* _DATA RECORDS_
────────────────────
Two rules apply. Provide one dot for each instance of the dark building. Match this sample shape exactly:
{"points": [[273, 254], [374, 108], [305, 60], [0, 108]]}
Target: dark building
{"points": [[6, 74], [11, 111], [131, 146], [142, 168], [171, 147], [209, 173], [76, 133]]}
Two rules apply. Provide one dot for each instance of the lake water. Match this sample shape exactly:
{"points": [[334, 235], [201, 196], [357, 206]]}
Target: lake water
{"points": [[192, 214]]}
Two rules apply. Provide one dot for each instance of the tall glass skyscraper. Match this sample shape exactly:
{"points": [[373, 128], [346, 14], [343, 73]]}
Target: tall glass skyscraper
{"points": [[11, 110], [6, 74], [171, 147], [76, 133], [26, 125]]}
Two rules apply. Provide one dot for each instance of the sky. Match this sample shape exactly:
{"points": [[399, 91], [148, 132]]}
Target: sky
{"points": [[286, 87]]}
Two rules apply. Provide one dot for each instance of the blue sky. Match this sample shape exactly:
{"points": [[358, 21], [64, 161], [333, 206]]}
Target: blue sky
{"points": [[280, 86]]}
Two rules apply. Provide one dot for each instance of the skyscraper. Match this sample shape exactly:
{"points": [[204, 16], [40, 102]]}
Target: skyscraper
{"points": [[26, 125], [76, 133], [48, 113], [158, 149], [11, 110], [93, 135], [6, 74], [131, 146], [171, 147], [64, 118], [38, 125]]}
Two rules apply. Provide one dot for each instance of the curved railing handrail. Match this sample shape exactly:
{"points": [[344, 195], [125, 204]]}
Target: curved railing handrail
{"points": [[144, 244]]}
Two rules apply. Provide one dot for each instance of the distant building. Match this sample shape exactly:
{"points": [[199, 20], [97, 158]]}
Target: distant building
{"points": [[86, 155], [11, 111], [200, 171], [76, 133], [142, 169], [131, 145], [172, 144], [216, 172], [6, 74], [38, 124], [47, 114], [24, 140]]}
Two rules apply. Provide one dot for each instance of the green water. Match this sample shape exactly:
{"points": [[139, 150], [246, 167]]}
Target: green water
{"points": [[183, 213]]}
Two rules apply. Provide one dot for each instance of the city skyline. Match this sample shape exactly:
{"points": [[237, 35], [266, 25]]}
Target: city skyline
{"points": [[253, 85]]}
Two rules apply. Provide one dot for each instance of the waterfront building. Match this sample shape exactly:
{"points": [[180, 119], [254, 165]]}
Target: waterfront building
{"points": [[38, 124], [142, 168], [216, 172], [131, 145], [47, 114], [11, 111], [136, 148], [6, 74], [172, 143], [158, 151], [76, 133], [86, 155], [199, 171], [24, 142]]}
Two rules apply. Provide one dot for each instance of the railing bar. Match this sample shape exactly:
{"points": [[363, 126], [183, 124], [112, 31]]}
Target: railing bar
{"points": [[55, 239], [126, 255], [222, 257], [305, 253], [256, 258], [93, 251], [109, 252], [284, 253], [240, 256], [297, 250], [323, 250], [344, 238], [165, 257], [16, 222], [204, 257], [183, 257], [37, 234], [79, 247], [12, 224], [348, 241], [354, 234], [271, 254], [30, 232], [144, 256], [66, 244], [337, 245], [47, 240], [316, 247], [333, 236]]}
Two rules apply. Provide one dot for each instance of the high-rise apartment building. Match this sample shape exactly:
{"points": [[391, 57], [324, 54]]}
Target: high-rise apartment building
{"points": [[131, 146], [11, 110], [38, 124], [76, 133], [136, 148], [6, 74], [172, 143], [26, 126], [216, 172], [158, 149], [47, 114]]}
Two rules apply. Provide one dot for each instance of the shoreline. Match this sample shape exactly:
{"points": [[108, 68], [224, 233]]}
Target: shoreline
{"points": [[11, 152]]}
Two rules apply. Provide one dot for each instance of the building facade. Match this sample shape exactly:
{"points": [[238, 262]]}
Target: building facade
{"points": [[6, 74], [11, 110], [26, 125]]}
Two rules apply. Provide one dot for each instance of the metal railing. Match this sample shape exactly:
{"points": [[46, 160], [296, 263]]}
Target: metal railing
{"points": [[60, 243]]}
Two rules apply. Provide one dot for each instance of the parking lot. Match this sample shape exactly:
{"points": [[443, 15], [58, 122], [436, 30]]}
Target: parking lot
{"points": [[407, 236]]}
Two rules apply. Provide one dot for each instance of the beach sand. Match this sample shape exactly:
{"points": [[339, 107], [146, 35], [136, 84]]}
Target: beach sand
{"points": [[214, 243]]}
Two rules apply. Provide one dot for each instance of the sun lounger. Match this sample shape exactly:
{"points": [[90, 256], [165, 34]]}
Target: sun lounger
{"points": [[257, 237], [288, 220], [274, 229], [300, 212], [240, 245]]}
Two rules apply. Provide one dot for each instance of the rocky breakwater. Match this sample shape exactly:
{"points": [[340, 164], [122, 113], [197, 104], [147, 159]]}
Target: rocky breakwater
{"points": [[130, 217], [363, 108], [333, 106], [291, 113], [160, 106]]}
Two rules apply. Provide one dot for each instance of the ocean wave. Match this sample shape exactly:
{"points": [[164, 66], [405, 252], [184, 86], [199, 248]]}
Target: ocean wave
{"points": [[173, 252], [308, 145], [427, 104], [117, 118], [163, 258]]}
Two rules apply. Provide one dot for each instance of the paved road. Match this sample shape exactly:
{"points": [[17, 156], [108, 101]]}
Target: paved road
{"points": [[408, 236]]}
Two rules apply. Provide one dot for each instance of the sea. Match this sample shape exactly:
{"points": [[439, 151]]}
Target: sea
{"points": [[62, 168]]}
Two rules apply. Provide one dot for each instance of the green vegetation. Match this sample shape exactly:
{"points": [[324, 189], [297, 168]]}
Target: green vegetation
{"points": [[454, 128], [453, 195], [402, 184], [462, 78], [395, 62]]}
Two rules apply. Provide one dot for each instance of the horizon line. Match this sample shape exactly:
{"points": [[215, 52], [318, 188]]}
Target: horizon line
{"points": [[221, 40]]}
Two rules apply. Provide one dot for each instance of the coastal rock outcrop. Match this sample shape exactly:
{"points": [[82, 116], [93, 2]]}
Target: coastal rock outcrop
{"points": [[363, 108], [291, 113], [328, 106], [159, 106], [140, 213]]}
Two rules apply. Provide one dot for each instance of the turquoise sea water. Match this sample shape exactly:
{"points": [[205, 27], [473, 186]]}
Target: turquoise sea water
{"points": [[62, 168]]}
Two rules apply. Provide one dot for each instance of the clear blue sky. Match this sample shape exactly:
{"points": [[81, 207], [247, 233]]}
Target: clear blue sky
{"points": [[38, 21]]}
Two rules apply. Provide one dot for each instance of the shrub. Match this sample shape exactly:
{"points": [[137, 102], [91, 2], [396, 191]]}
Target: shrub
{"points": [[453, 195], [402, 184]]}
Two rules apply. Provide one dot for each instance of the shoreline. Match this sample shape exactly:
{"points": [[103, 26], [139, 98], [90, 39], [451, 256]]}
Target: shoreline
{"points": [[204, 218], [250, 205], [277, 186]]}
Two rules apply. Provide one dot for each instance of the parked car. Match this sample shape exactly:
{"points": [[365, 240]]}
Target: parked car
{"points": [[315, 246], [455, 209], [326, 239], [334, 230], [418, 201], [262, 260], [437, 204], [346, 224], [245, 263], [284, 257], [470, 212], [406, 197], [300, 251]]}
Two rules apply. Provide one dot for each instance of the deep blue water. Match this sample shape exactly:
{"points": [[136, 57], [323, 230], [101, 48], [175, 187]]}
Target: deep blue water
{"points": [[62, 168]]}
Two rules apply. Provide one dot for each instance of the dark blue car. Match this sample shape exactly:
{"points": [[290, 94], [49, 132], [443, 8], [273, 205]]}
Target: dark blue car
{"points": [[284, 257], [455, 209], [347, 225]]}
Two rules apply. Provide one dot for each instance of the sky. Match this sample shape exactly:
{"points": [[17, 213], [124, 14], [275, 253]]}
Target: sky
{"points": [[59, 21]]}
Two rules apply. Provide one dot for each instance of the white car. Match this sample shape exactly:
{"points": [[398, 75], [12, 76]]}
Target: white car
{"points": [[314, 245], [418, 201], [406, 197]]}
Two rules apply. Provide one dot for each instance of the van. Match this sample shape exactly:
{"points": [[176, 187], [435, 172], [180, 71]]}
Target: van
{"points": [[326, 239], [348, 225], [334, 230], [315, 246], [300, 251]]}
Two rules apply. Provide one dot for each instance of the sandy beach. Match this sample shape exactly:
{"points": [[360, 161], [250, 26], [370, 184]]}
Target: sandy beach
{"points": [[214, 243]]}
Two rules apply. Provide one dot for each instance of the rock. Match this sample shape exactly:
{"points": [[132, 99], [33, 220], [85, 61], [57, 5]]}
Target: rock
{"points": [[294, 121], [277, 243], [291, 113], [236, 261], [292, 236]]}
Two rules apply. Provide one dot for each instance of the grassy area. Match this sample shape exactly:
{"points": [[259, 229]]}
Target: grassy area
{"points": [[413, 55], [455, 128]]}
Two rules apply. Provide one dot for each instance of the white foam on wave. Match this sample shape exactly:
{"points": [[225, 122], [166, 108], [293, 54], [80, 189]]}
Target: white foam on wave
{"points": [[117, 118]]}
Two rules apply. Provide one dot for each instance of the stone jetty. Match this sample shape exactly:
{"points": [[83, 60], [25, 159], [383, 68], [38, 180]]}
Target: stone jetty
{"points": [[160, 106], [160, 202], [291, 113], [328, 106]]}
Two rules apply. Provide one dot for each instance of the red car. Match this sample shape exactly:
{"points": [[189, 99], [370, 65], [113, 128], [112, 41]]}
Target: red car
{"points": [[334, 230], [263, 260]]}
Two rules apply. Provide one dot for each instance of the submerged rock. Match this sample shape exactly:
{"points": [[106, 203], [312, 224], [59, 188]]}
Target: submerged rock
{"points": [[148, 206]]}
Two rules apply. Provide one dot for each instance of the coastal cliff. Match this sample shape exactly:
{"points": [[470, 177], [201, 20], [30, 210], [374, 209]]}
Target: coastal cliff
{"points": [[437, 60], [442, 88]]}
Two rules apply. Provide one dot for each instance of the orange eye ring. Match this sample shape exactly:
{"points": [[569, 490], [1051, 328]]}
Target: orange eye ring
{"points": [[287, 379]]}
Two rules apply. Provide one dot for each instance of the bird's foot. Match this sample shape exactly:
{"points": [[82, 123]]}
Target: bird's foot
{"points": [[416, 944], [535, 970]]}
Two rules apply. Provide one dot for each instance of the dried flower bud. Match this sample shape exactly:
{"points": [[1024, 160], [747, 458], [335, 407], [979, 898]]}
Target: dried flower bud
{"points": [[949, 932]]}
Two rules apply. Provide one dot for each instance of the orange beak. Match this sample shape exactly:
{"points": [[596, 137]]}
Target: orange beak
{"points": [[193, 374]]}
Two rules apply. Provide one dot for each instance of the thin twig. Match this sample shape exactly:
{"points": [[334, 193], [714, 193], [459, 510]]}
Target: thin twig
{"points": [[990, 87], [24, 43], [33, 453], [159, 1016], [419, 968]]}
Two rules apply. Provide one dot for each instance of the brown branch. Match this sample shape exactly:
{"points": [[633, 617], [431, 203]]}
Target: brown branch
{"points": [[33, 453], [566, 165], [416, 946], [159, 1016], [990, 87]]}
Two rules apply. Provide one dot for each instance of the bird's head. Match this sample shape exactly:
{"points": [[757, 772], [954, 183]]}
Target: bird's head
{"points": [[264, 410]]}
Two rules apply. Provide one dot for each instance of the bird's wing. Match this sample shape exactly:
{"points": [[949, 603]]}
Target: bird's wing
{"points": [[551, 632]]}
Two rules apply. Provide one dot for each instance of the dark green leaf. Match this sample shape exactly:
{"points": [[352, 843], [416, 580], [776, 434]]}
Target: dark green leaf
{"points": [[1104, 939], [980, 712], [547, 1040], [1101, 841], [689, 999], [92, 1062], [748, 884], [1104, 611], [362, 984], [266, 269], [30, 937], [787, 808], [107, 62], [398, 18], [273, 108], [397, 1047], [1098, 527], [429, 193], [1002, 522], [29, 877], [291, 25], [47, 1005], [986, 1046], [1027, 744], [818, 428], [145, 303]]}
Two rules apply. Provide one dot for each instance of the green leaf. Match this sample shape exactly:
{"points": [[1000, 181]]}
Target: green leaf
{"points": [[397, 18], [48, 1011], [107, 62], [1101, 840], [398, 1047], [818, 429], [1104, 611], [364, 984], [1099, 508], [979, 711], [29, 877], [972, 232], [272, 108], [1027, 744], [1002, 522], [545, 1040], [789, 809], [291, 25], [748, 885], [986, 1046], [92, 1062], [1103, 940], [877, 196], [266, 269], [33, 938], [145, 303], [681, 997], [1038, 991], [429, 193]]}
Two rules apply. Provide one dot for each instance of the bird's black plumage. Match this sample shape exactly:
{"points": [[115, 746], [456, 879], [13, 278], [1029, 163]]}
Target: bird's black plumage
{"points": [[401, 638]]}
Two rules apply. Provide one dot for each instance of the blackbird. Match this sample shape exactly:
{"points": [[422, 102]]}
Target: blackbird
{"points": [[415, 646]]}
────────────────────
* _BRIEF_
Nothing but the lines from the line with "the bird's wing." to the last line of the listing above should appear; please retype them exactly, both ends included.

* _SOLUTION BELOW_
Two rules apply. Provide one dot for each instance of the bird's wing. Match this sample shape exactly:
{"points": [[949, 603]]}
Target: bird's wing
{"points": [[551, 632]]}
Two rules apply. Provide one dot for each instance of the dark green leaf. Match this sample shape exactly:
{"points": [[352, 843], [416, 580], [776, 434]]}
Target: dark green leaf
{"points": [[1104, 939], [980, 712], [547, 1040], [1101, 841], [689, 999], [92, 1062], [748, 884], [1104, 611], [362, 984], [266, 269], [30, 937], [787, 808], [107, 62], [398, 18], [273, 108], [397, 1047], [1098, 527], [429, 193], [1002, 522], [29, 877], [291, 25], [47, 1005], [986, 1046], [1027, 744], [818, 428], [145, 303]]}
Two rules apply. Provide one dot for each instance of the green leaf. Match this sample shape exactly:
{"points": [[1000, 181]]}
Target: green leaf
{"points": [[397, 18], [48, 1011], [107, 62], [1101, 840], [398, 1047], [818, 429], [1104, 611], [364, 984], [1099, 508], [979, 711], [29, 877], [972, 232], [272, 108], [1027, 744], [1002, 522], [545, 1040], [789, 809], [291, 25], [748, 885], [986, 1046], [92, 1062], [1103, 940], [877, 196], [266, 269], [33, 938], [145, 303], [681, 997], [1038, 991], [429, 193]]}
Two rules apply. Provide one dot for each instance of the bird's black plumage. Match this sample shape exactly:
{"points": [[115, 746], [456, 879], [13, 278], [1029, 163]]}
Target: bird's black plumage
{"points": [[401, 638]]}
Two rules apply. Provide one dot for each instance of the blackbird. Match this sample shape exactly:
{"points": [[422, 102]]}
Target: blackbird
{"points": [[415, 646]]}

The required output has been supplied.